** Directive **
Rewrite the rows below as a Markdown table with the columns Number and Line. Put each line in its own numbered row, skip blank lines, and leave the pictures out.

[Raw records]

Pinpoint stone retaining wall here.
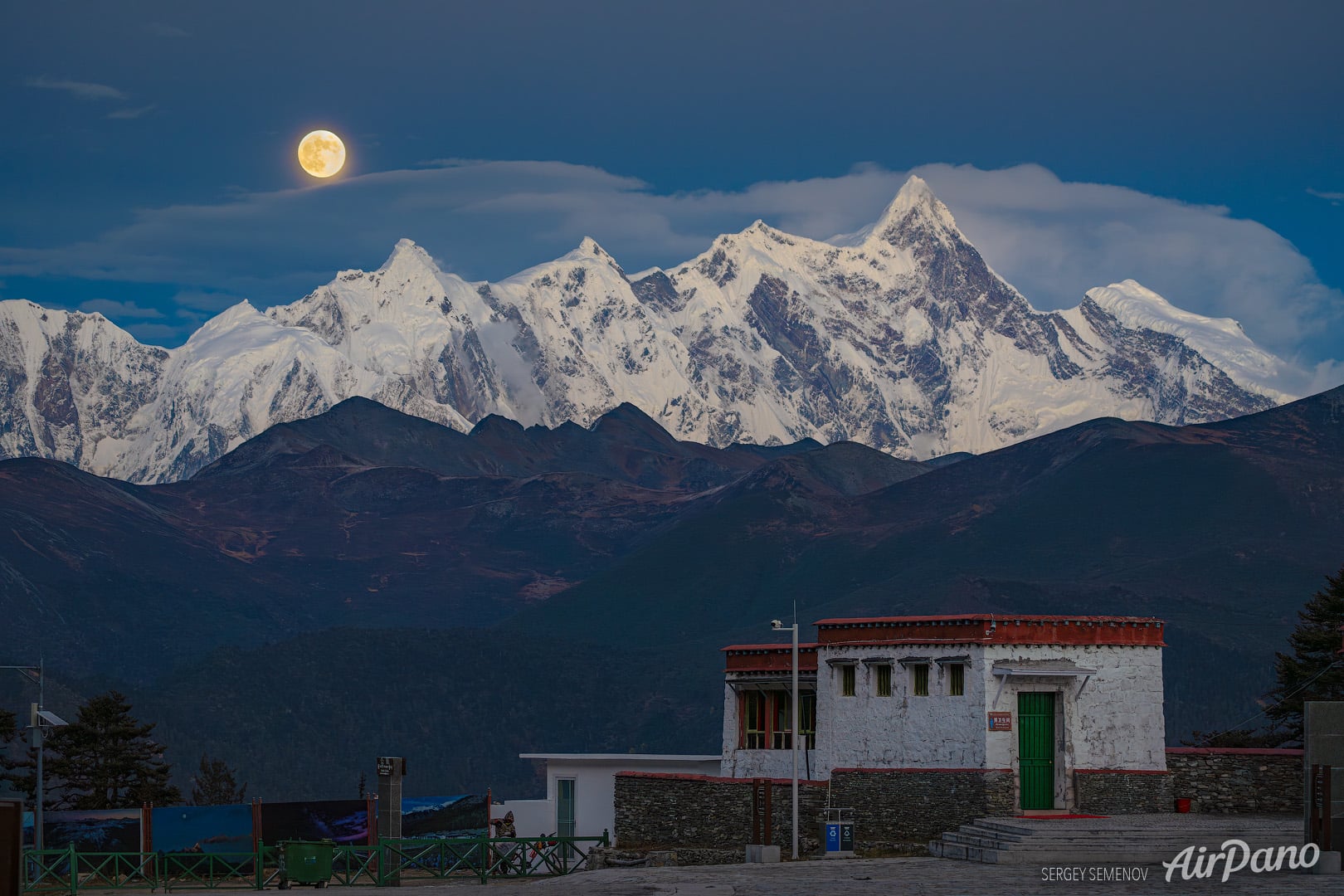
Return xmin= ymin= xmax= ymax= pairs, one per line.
xmin=616 ymin=747 xmax=1303 ymax=861
xmin=830 ymin=768 xmax=1013 ymax=852
xmin=1074 ymin=768 xmax=1175 ymax=816
xmin=1166 ymin=747 xmax=1303 ymax=813
xmin=616 ymin=768 xmax=1013 ymax=853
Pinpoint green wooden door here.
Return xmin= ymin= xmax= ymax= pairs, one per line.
xmin=1017 ymin=694 xmax=1055 ymax=809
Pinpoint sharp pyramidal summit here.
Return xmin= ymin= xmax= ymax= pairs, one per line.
xmin=0 ymin=178 xmax=1293 ymax=482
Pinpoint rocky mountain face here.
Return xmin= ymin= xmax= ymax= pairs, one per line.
xmin=0 ymin=178 xmax=1292 ymax=482
xmin=0 ymin=387 xmax=1344 ymax=799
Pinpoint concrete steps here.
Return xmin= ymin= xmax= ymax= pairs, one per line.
xmin=928 ymin=814 xmax=1303 ymax=865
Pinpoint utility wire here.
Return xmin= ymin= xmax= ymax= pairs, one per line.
xmin=1203 ymin=660 xmax=1344 ymax=747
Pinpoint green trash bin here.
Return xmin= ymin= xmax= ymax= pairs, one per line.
xmin=280 ymin=840 xmax=336 ymax=889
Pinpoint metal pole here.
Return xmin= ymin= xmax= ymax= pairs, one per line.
xmin=791 ymin=623 xmax=802 ymax=859
xmin=0 ymin=658 xmax=46 ymax=849
xmin=32 ymin=704 xmax=43 ymax=852
xmin=32 ymin=655 xmax=43 ymax=854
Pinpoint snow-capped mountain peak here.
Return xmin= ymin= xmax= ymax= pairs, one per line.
xmin=0 ymin=178 xmax=1290 ymax=481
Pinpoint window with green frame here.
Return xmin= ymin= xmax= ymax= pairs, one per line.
xmin=872 ymin=664 xmax=891 ymax=697
xmin=947 ymin=662 xmax=967 ymax=697
xmin=742 ymin=690 xmax=766 ymax=750
xmin=798 ymin=694 xmax=817 ymax=750
xmin=770 ymin=690 xmax=802 ymax=750
xmin=910 ymin=662 xmax=928 ymax=697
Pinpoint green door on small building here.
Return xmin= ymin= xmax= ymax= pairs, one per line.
xmin=1017 ymin=694 xmax=1055 ymax=809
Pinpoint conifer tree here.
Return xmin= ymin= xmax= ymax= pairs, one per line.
xmin=191 ymin=757 xmax=247 ymax=806
xmin=47 ymin=690 xmax=182 ymax=809
xmin=1264 ymin=568 xmax=1344 ymax=742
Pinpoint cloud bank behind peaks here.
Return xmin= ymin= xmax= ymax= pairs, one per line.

** Exercise solution **
| Number | Line |
|---|---|
| 1 | Pinpoint stone retaining wall here. |
| 2 | Return xmin= ymin= xmax= ymax= pairs, one per line. |
| 3 | xmin=616 ymin=747 xmax=1303 ymax=861 |
| 4 | xmin=830 ymin=768 xmax=1013 ymax=852 |
| 5 | xmin=1074 ymin=768 xmax=1175 ymax=816 |
| 6 | xmin=1166 ymin=747 xmax=1303 ymax=813 |
| 7 | xmin=616 ymin=768 xmax=1013 ymax=853 |
| 8 | Pinpoint green wooden door here. |
| 9 | Return xmin= ymin= xmax= ymax= pairs, one per line. |
| 10 | xmin=1017 ymin=694 xmax=1055 ymax=809 |
| 11 | Pinpoint sharp pyramidal summit here. |
| 12 | Return xmin= ymin= xmax= ymax= pairs, one per line. |
| 13 | xmin=0 ymin=178 xmax=1293 ymax=482 |
| 14 | Pinpoint rocky mountain face here. |
| 15 | Return xmin= ymin= xmax= ymax= pairs, one per line. |
| 16 | xmin=0 ymin=178 xmax=1292 ymax=482 |
| 17 | xmin=0 ymin=387 xmax=1344 ymax=799 |
| 18 | Pinpoint concrete steps here. |
| 19 | Return xmin= ymin= xmax= ymax= pairs, one per line. |
| 20 | xmin=928 ymin=814 xmax=1303 ymax=865 |
| 21 | Pinpoint utility wire here. |
| 22 | Return xmin= ymin= xmax= ymax= pairs, one per line. |
| 23 | xmin=1203 ymin=660 xmax=1344 ymax=747 |
| 24 | Pinpoint green trash bin here. |
| 25 | Return xmin= ymin= xmax= ymax= pairs, one per line. |
| 26 | xmin=280 ymin=840 xmax=336 ymax=889 |
| 27 | Pinpoint metal pole here. |
| 28 | Return xmin= ymin= xmax= ymax= pairs, one per line. |
| 29 | xmin=791 ymin=623 xmax=802 ymax=859 |
| 30 | xmin=0 ymin=658 xmax=46 ymax=849 |
| 31 | xmin=32 ymin=704 xmax=43 ymax=852 |
| 32 | xmin=32 ymin=655 xmax=43 ymax=854 |
| 33 | Pinpoint snow-capped mountain peak here. |
| 34 | Return xmin= ymin= xmax= ymax= pairs, one per line. |
| 35 | xmin=0 ymin=178 xmax=1290 ymax=481 |
| 36 | Pinpoint window with green frame here. |
| 37 | Return xmin= ymin= xmax= ymax= pairs, one per line. |
| 38 | xmin=872 ymin=664 xmax=891 ymax=697 |
| 39 | xmin=947 ymin=662 xmax=967 ymax=697 |
| 40 | xmin=742 ymin=690 xmax=766 ymax=750 |
| 41 | xmin=798 ymin=694 xmax=817 ymax=750 |
| 42 | xmin=770 ymin=690 xmax=802 ymax=750 |
| 43 | xmin=910 ymin=662 xmax=928 ymax=697 |
| 44 | Pinpoint green door on small building here. |
| 45 | Return xmin= ymin= xmax= ymax= pairs, one per line. |
| 46 | xmin=1017 ymin=694 xmax=1055 ymax=809 |
| 47 | Pinpoint conifer tree here. |
| 48 | Return xmin= ymin= xmax= ymax= pairs, one per line. |
| 49 | xmin=191 ymin=757 xmax=247 ymax=806 |
| 50 | xmin=47 ymin=690 xmax=182 ymax=809 |
| 51 | xmin=1264 ymin=568 xmax=1344 ymax=742 |
| 52 | Pinpoint cloud bank behind peaks here. |
| 53 | Return xmin= ymin= xmax= ymax= pairs, one per line. |